Items from a dataset:
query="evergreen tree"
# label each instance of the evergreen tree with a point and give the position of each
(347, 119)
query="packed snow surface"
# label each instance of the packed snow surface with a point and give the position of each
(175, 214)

**Task goal**.
Rewrite all of the rows above, substituting "occurrence" for "instance" everywhere it appears and leaving everything else the same.

**Output below**.
query="evergreen tree"
# label each occurrence of the evergreen tree with a point and give the position of each
(347, 119)
query="packed snow surface"
# label each occurrence of the packed snow surface with a point and give the position of each
(175, 214)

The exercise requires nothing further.